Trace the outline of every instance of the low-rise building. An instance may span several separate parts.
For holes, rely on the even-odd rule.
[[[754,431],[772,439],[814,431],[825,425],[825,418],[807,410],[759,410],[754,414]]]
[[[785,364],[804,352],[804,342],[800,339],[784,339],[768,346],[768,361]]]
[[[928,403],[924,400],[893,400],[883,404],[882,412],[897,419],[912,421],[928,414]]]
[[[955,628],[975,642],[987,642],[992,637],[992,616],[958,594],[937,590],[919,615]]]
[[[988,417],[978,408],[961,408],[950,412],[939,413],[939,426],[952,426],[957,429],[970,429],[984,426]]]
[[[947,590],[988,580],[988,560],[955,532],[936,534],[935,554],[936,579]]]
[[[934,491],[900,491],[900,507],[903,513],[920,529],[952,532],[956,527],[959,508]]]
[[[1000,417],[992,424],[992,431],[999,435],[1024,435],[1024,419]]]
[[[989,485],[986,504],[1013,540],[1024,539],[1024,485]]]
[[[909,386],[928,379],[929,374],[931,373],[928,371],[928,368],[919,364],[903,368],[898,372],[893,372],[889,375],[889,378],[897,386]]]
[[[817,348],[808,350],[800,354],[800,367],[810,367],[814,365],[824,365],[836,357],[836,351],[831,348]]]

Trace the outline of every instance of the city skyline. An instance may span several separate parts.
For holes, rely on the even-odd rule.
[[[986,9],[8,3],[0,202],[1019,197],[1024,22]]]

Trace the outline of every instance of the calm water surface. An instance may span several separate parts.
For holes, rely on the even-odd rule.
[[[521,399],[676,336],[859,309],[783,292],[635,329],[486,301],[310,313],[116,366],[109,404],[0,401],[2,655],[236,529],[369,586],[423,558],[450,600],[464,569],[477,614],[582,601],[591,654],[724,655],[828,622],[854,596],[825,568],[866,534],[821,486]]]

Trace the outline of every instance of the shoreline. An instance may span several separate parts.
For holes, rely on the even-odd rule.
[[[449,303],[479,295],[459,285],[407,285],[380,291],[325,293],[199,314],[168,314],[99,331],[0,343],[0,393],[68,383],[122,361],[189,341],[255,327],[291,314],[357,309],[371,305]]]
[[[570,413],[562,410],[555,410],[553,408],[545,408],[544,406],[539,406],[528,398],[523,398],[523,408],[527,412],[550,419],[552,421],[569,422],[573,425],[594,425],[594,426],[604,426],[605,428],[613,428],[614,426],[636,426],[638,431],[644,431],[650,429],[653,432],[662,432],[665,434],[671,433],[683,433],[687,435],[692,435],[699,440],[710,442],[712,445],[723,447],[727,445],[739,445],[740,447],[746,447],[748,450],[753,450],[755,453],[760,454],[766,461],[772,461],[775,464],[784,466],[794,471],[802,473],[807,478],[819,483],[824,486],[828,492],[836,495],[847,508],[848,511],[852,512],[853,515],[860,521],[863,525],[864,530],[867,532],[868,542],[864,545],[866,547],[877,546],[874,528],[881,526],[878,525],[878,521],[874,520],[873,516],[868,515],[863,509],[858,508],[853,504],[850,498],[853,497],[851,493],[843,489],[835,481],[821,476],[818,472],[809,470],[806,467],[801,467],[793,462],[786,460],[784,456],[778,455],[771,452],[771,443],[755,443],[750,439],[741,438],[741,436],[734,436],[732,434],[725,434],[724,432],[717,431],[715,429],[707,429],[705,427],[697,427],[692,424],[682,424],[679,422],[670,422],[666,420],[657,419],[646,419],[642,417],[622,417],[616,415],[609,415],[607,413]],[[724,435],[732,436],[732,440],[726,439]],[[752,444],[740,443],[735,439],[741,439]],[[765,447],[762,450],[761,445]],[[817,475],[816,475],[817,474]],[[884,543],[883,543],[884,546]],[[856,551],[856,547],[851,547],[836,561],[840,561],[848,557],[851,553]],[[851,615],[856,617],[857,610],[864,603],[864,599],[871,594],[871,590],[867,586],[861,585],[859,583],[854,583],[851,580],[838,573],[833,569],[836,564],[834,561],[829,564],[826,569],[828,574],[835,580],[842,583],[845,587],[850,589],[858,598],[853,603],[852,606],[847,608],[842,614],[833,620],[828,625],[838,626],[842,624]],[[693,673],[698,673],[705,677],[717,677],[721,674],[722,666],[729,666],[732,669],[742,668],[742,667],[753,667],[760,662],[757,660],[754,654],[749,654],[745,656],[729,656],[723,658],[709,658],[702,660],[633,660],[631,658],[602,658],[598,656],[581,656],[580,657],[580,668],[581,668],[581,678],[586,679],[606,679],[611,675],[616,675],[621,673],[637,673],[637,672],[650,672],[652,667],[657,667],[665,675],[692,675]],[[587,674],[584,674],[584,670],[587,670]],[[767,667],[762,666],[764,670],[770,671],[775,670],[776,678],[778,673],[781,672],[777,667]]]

------

### Given problem
Revise the lines from the line containing "Trace the outline of every instance of the city" up to and including the line containing "[[[986,9],[8,3],[0,202],[1019,197],[1024,22]]]" by replacing "city skyline" with "urban skyline", keeping everything else unchanged, and return only those lines.

### Correct result
Trace the outline of every instance of the urban skyline. An instance may span several separate parts.
For holes, rely on the even-odd rule.
[[[986,9],[8,3],[0,202],[1019,197],[1024,22]]]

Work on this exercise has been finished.